──────── ТЕКСТ ДЛЯ ЧТЕНИЯ

ОА: Есть очень популярный штамп – «мужское братство»…
АМ: Это, наверное, могло быть в среде военных или КСП, не знаю, мне даже в голову такое никогда не приходило, более того, это словосочетание мне скорее неприятно. Это похоже на выражение национального – «я – русский», «я – китаец», «я – еврей» и так далее, я лично всегда этого сторонился и старался избегать, потому что такое разделение и есть в числе прочих причин источник агрессий, войн и ада на земле. Это мое личное убеждение.
ОА: Есть ли, на ваш взгляд, разница между мужским и женским искусством?
АМ: Для меня нет, но для женщин, которые настаивают на существовании этой разницы, есть, конечно же.
ОА: Что такое феминизм, с вашей точки зрения?
АМ: Феминизм – это социально-политическое движение за права женщин. Потому что, например, в мусульманских странах положение женщин ужасно.
ОА: Есть ли для вас яркие примеры феминистского искусства?
АМ: Нет, такого нет точно.
ОА: А какие-то любимые женщины-художницы?
АМ: Мне очень всегда нравились Елагина, Константинова, Нахова, нравилась Чуйкова, Сабина Хэнсген.
Интервью с группой «ТОТАРТ»

────────────────
──────── ИЗВЛЕЧЁННЫЕ ДАННЫЕ

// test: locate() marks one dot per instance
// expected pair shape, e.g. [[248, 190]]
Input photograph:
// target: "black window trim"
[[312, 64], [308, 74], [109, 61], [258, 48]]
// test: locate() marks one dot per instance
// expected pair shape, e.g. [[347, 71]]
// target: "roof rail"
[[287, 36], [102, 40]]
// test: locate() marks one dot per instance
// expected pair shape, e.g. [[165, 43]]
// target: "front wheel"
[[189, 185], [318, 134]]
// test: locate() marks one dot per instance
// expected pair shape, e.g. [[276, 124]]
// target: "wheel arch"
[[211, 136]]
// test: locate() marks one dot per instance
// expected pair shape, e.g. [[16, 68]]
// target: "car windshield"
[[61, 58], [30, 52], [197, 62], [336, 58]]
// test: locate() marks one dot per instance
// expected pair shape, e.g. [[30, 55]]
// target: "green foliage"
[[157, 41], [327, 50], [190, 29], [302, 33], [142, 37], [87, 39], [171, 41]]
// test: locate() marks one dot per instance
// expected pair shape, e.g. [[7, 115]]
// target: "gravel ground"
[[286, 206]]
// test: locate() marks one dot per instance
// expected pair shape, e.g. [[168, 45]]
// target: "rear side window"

────────────────
──────── ИЗВЛЕЧЁННЫЕ ДАННЫЕ

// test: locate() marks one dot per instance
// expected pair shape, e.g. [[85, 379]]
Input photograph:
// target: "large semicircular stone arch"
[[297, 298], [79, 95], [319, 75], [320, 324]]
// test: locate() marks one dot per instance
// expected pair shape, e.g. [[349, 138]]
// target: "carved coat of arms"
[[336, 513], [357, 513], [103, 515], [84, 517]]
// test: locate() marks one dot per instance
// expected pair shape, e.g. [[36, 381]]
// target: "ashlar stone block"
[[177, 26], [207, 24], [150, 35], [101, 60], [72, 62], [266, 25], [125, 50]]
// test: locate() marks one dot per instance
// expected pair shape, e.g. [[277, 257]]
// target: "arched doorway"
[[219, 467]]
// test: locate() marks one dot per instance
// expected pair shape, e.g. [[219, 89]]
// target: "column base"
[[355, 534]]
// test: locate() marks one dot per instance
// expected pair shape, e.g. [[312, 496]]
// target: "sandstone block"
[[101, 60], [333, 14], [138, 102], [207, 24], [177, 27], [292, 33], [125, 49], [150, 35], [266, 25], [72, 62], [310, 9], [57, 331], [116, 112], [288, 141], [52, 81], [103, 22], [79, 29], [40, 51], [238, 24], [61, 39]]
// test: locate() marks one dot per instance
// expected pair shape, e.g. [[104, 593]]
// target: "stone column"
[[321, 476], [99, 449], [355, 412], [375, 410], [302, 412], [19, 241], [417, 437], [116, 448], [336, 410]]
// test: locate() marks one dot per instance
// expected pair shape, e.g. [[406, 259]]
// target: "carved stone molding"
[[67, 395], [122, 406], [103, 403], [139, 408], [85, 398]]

────────────────

ЗАДАЧИ ДЛЯ РЕШЕНИЯ:
- A) Как АМ определяет феминизм в интервью о мужском и женском искусстве?
- B) Допишите следующую часть интервью о мужском и женском искусстве, начиная сразу после его последней строки.

РЕШЁННЫЕ ЗАДАЧИ:
- A) Как социально-политическое движение за права женщин.

- B)
Олеся Авраменко: В своей книге «Коммунальный постмодернизм» Виктор Тупицын публикует статью «Если бы я был женщиной». Там он анализирует положение женщин-художниц круга МКШ и нового постсоветского пространства и утверждает, что мужчины не осознавали того, что дискриминировали женщин. Так ли это, по вашему мнению?
Наталья Абалакова: Мне это утверждение кажется спорным и лукавым. Может ли один человек говорить от имени всех художников? Думаю, что если даже принять это утверждение, то художники, особенно не рефлексируя на этот счет, разделяли существующую точку зрения о вторичности роли женщины в социальной жизни. А творческая деятельность – это часть социальной жизни. Для художницы / художника больше никакой «Башни из слоновой кости» не существует.
ОА: Осознавали ли вы, что в МАНИ от лица экспертов- теоретиков выступают всегда одни и те же персонажи: Ануфриев, Бакштейн, Лейдерман, Кабаков, Монастырский, Сорокин? Почему так?
НА: Конечно, осознавала. Но меня это не волновало, так как мы с Анатолием Жигаловым осуществляли собственный проект, в котором основания совместного творчества были иные.
ОА: Замечали ли вы, что в сборниках МАНИ нет текстов женщин-художниц? Исключение – Нахова («Комнаты», без слов), Хэнсген (без слов), Чуйкова (как упоминание в рассказе Ануфриева), Скрипкина (как имя в атрибуции работы) и Абалакова (как единственный соавтор текста)?
НА: Я не думаю, что отсутствие текстов художниц как-то связано с их предполагаемой дискриминацией как создательниц новых смыслов. Концептуализм вовсе не предполагает ОБЯЗАТЕЛЬНОЕ наличие текстов. Для меня собственный критический текст (о ТОТАРТе или о других художественных явлениях) и текст, составная часть произведения – разведены.
ОА: Осознается ли вами текст в качестве средства фиксации дискурса?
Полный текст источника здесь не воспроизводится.